>> begin Source text
# '69 Dodge



## CJTORINO (Jan 20, 2003)

Here is one that I just completed,
a 1/24 scale Monogram '69 Dodge.
Built mostly factory stock. had to dip into the parts box
for a couple of items to make it look accurate.


----------



## roadrner (Jul 21, 1999)

CJT,

Looks great. Alway did like that MOPAR. :thumbsup: rr


----------



## Steven Coffey (Jan 5, 2005)

Nice work!


----------



## the Dabbler (Feb 17, 2005)

Looking good CJT ! Whole lotta neatness all over the finish.


----------



## Duck Fink (May 2, 2005)

Cool man! There are not many car kits posted here so this is nice to see. Cars were my favorite modeling subject as a kid and somewhere along the line I turned monster. Keep up the good work!


----------



## Scott Hasty (Jul 10, 2003)

I usually don't comment about builds, but damn, son. That's sweet!

Scottie


----------



## spencer1984 (Nov 3, 2005)

Excellent work, you did a great job upgrading the kit.


----------



## frankenstyrene (Oct 5, 2006)

Nice nice nice! 

Have seen this kit and a '70 locally, but if anyone's seen a '68, pls let me know who makes it.


----------



## MadCap Romanian (Oct 29, 2005)

Revell. Check on their web site.
>> end Source text
__Written exercise 1__:
Translate this sentence from the forum thread into Spanish: "Excellent work, you did a great job upgrading the kit."
The forum thread and the rows come from separate, unrelated sources.
>> begin Listed records
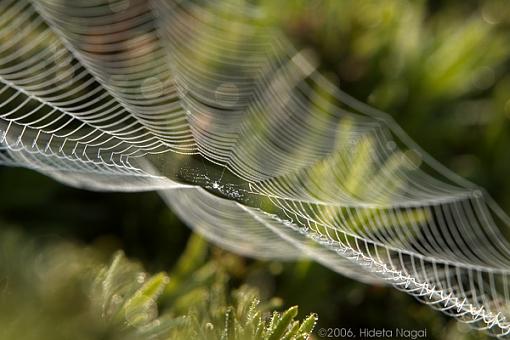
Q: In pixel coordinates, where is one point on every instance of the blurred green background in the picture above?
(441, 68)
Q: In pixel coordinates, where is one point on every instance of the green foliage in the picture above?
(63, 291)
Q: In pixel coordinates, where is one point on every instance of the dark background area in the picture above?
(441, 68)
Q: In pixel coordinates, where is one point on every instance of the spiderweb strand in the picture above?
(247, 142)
>> end Listed records
>> begin Listed records
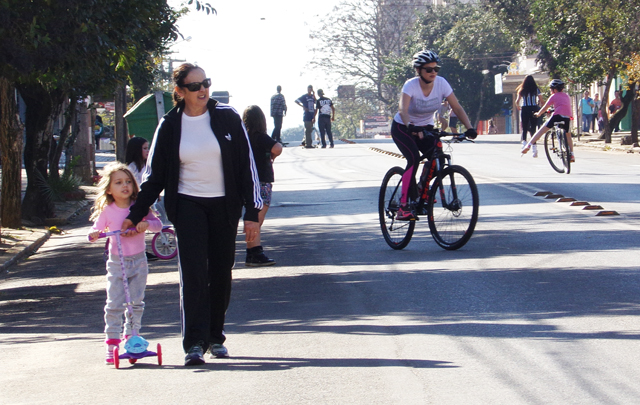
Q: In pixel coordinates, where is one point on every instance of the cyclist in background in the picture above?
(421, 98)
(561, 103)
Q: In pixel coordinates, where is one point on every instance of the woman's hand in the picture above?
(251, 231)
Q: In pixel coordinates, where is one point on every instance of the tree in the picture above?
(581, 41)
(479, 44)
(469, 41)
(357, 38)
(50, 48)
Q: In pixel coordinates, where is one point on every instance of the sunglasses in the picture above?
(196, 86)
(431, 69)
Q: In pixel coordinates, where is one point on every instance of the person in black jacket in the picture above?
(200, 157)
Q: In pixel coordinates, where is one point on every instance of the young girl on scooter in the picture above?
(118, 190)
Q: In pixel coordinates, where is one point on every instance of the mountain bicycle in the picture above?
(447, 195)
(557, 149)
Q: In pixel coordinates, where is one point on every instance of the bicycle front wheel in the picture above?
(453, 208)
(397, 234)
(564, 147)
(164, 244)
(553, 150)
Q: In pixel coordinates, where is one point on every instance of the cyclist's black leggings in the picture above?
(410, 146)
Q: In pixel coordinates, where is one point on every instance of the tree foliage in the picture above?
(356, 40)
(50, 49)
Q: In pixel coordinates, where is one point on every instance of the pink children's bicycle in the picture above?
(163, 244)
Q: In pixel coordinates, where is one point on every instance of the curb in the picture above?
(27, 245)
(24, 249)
>> end Listed records
__Written exercise 2__:
Pull out every line of the rows that contains the word "background". The match is case-sensitive.

__Final result 1__:
Excelente trabajo, hiciste un gran trabajo al mejorar el kit.

__Final result 2__:
Q: In pixel coordinates, where is one point on every instance of the blurred green background in the picture above?
Q: In pixel coordinates, where is one point on every instance of the dark background area in the picture above?
Q: In pixel coordinates, where is one point on every instance of the cyclist in background in the picture above?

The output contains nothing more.